Rescale the entries below from the first line up to and including the line with "[1101, 139]", and write out only those lines, requests included. Multiply each answer coordinate by 0.6 and round it to a whole number, rounding halves up, while the numbers in the requests and their sample points stay unchanged.

*** EXERCISE MATERIALS ***

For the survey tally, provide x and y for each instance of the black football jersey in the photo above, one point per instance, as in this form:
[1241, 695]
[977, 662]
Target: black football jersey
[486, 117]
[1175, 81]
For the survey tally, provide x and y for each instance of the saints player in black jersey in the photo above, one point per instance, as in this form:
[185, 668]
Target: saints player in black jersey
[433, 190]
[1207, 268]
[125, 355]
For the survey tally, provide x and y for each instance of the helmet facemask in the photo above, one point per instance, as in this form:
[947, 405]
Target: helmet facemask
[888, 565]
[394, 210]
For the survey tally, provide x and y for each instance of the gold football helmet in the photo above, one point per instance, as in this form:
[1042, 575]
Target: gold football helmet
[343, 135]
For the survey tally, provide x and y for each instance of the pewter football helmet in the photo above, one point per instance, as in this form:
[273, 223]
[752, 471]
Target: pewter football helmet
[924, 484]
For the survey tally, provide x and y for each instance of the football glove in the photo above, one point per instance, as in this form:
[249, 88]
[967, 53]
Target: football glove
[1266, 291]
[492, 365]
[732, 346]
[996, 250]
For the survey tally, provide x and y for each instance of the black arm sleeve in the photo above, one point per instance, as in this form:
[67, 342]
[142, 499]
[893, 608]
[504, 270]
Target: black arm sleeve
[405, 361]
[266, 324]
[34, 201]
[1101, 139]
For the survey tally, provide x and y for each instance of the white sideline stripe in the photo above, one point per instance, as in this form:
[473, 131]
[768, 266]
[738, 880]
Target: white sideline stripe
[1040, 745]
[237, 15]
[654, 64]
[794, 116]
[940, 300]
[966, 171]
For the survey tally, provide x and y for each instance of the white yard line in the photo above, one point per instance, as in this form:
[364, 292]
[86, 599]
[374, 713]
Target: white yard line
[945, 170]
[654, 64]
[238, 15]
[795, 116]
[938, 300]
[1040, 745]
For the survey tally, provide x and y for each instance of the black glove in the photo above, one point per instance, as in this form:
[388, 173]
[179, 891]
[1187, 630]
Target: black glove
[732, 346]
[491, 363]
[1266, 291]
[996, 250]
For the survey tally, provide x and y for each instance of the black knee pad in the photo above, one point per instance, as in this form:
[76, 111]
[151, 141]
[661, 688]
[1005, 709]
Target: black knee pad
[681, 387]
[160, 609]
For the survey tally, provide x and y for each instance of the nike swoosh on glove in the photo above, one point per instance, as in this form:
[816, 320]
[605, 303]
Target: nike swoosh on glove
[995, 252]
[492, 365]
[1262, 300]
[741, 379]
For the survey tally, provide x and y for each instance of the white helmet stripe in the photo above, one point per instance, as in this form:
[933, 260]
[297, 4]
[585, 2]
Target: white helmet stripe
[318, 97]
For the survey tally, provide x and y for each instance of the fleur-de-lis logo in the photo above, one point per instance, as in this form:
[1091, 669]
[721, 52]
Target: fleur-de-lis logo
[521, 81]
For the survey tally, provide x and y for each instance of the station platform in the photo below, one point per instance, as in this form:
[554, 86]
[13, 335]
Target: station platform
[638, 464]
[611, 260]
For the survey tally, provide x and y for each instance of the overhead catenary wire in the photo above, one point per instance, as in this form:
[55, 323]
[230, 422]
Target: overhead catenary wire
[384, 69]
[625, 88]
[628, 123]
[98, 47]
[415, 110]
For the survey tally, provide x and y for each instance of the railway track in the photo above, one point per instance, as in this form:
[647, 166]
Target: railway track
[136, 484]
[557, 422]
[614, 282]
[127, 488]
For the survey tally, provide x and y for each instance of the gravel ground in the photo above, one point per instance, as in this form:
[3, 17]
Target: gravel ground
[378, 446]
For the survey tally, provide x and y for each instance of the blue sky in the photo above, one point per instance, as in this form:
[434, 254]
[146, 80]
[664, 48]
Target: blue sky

***

CORRECT OUTPUT
For the survey tally, provide x and y for each instance of the black football jersey in the photo above, one point per instance, as in this form:
[1241, 695]
[977, 662]
Target: black football jersey
[292, 70]
[705, 49]
For the survey tally, provide x and y for each instance of the saints player in black jersey in the photo above, one point per instance, as in this form:
[185, 668]
Target: saints player in black jersey
[260, 114]
[724, 161]
[75, 213]
For the survey tally, provide x and y for each instance of the helmet facemask in the photo above, one point per instance, as in this form:
[947, 405]
Target: helmet facemask
[533, 339]
[236, 126]
For the survey tally, provide x and y for each instance of the gold football helmet in the photo above, one point per instance, as in this form:
[1042, 575]
Target: gold football helmet
[206, 81]
For the survey tally, provide x and y for each instance of the pewter football helmet in the photo above, one point per instance, as in this form:
[273, 223]
[752, 471]
Target: pewter football helmet
[554, 290]
For the survey tally, provide x and y for each instance of the football glove in the photo above, one point per instance, as in this form:
[249, 88]
[967, 53]
Target: football glove
[760, 175]
[295, 219]
[439, 208]
[598, 150]
For the survey tally, provide x and y for each instance of the black arm sleeve in the photo above, one point per instance, as in this form:
[67, 342]
[142, 499]
[893, 608]
[504, 270]
Target: black arm sleeve
[243, 217]
[160, 194]
[20, 121]
[661, 83]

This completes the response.